- Task goal -
An exact transcription of the data below is needed.

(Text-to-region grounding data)
────────
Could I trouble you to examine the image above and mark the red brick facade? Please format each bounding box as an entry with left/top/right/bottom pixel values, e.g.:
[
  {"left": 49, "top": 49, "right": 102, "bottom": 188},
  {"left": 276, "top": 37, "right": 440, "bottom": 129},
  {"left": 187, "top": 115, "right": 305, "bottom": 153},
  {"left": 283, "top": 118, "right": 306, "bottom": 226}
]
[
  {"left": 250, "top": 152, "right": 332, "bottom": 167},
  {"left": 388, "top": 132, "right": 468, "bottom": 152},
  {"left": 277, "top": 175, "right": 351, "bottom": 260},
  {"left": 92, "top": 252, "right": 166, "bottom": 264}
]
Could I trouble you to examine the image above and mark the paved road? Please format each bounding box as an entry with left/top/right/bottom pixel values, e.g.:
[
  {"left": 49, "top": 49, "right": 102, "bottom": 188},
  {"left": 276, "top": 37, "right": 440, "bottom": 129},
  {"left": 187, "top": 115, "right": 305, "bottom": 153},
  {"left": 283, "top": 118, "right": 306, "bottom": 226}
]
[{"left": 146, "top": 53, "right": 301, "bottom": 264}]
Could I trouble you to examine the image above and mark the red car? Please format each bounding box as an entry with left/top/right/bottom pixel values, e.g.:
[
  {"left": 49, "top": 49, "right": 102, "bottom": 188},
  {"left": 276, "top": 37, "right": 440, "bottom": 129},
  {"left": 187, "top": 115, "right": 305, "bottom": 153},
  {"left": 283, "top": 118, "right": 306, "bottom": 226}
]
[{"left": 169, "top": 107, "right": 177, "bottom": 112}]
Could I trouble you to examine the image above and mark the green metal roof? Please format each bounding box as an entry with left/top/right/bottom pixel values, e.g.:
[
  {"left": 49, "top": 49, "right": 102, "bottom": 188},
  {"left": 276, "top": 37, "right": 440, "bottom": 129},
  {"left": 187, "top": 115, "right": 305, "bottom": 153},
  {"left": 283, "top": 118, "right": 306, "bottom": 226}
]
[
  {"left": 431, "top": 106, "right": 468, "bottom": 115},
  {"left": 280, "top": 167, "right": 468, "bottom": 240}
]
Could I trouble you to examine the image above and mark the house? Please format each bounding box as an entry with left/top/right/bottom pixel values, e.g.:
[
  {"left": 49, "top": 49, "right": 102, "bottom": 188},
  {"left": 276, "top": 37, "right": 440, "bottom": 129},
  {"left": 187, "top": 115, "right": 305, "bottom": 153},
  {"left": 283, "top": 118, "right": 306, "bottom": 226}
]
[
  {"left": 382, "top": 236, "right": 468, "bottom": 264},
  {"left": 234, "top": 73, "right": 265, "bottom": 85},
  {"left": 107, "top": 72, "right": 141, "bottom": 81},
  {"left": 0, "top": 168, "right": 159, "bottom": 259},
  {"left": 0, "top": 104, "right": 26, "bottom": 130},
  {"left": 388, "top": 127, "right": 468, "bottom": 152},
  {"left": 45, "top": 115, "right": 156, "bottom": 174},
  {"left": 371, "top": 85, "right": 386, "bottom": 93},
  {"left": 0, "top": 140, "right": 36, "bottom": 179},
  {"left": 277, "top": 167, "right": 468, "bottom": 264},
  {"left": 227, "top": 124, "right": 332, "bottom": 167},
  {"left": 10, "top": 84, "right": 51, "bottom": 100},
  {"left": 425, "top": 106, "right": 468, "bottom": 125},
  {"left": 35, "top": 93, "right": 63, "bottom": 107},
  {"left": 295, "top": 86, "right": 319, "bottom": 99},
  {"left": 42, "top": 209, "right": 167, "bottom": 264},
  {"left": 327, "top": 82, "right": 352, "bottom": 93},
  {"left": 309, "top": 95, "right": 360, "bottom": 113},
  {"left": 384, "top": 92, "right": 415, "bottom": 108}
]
────────
- Response for this exercise -
Could I trouble you to examine the image above and mark the red brick facade? Please format each bounding box as an entry with left/top/right/bottom pixel values, e.g.:
[
  {"left": 49, "top": 49, "right": 102, "bottom": 188},
  {"left": 276, "top": 37, "right": 440, "bottom": 129},
  {"left": 187, "top": 115, "right": 305, "bottom": 153},
  {"left": 283, "top": 118, "right": 306, "bottom": 226}
]
[
  {"left": 250, "top": 152, "right": 332, "bottom": 167},
  {"left": 388, "top": 132, "right": 468, "bottom": 152},
  {"left": 277, "top": 175, "right": 351, "bottom": 260},
  {"left": 92, "top": 252, "right": 166, "bottom": 264}
]
Could I trouble you to examine the image above and mark the paved road? Please format each bounding box as an entry with left/top/right/bottom pixel values, e.g.:
[
  {"left": 49, "top": 49, "right": 102, "bottom": 188},
  {"left": 276, "top": 37, "right": 440, "bottom": 129},
  {"left": 187, "top": 115, "right": 305, "bottom": 153},
  {"left": 283, "top": 118, "right": 306, "bottom": 226}
]
[{"left": 146, "top": 53, "right": 301, "bottom": 264}]
Could I trouble you to examine the image above and mark the red car? Please format each bounding box as an entry with left/top/right/bottom pixel values, e.g.:
[
  {"left": 49, "top": 49, "right": 102, "bottom": 188},
  {"left": 276, "top": 37, "right": 440, "bottom": 129},
  {"left": 187, "top": 115, "right": 305, "bottom": 153},
  {"left": 283, "top": 118, "right": 306, "bottom": 226}
]
[{"left": 169, "top": 107, "right": 177, "bottom": 112}]
Could I trouble you to examine the image above and mark the green metal roof? Please format each bounding box as an entry with left/top/right/bottom pixel values, e.g.:
[
  {"left": 49, "top": 49, "right": 102, "bottom": 188},
  {"left": 276, "top": 37, "right": 440, "bottom": 129},
  {"left": 187, "top": 115, "right": 305, "bottom": 153},
  {"left": 283, "top": 118, "right": 306, "bottom": 226}
]
[
  {"left": 431, "top": 106, "right": 468, "bottom": 115},
  {"left": 280, "top": 167, "right": 468, "bottom": 240}
]
Could I trouble you to examine the image above and mark the house? Please format each bounding box as an entry with left/top/right/bottom pixel values, e.g.:
[
  {"left": 49, "top": 49, "right": 102, "bottom": 188},
  {"left": 276, "top": 37, "right": 440, "bottom": 129},
  {"left": 187, "top": 115, "right": 305, "bottom": 153},
  {"left": 283, "top": 118, "right": 306, "bottom": 226}
]
[
  {"left": 382, "top": 236, "right": 468, "bottom": 264},
  {"left": 234, "top": 73, "right": 265, "bottom": 85},
  {"left": 107, "top": 72, "right": 141, "bottom": 81},
  {"left": 0, "top": 168, "right": 159, "bottom": 259},
  {"left": 0, "top": 104, "right": 26, "bottom": 130},
  {"left": 388, "top": 127, "right": 468, "bottom": 152},
  {"left": 45, "top": 115, "right": 156, "bottom": 174},
  {"left": 371, "top": 85, "right": 386, "bottom": 93},
  {"left": 0, "top": 140, "right": 36, "bottom": 179},
  {"left": 277, "top": 167, "right": 468, "bottom": 264},
  {"left": 227, "top": 124, "right": 332, "bottom": 167},
  {"left": 10, "top": 84, "right": 51, "bottom": 100},
  {"left": 425, "top": 106, "right": 468, "bottom": 125},
  {"left": 35, "top": 93, "right": 63, "bottom": 107},
  {"left": 295, "top": 86, "right": 319, "bottom": 99},
  {"left": 42, "top": 209, "right": 167, "bottom": 264},
  {"left": 327, "top": 82, "right": 352, "bottom": 93},
  {"left": 309, "top": 95, "right": 360, "bottom": 113},
  {"left": 384, "top": 92, "right": 415, "bottom": 108}
]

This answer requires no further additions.